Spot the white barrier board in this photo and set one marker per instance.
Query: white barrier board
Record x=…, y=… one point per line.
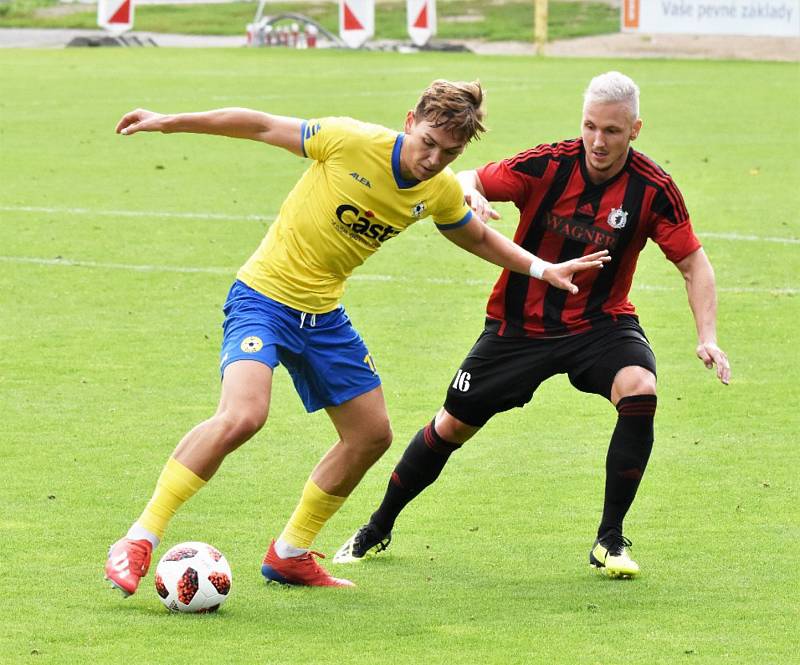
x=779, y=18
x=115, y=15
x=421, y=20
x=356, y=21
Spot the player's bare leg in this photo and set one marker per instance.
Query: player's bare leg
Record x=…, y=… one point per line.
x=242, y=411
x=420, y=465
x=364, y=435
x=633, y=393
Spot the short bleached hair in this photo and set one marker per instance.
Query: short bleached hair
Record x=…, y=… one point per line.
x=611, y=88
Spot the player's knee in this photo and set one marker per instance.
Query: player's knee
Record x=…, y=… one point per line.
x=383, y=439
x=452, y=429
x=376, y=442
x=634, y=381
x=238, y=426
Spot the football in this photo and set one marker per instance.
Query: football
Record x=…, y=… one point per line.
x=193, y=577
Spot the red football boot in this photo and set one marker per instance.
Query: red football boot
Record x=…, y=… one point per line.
----------
--- What to do ---
Rewrite every line above as a numbered list, skipping any blank lines and leaving out the pictures.

--- Solution to this exercise ---
1. Spot the white barrier board in this photo and set one marker per instance.
2. Query: white barrier board
3. Record x=…, y=… one point per line.
4. x=779, y=18
5. x=115, y=15
6. x=421, y=20
7. x=356, y=21
8. Spot the player's bare leg in this photo and set one marker per instance.
9. Query: player's bare leg
10. Record x=…, y=… one point per line.
11. x=242, y=411
12. x=420, y=465
13. x=364, y=435
14. x=633, y=393
15. Spot the short bleached hair in this photo and set one marker per instance.
16. Query: short bleached hair
17. Record x=…, y=… one point per line.
18. x=611, y=88
19. Spot the player's knee in this photo and set one marker per instance.
20. Query: player's knee
21. Record x=…, y=… one point per line.
22. x=383, y=439
23. x=452, y=429
24. x=376, y=442
25. x=634, y=381
26. x=238, y=426
27. Spot the football in this photo and set one marker per instance.
28. Query: football
29. Record x=…, y=… one point per line.
30. x=193, y=577
31. Spot the red football boot in this photo and set one marker per instance.
32. Query: red football boot
33. Record x=…, y=… one point per line.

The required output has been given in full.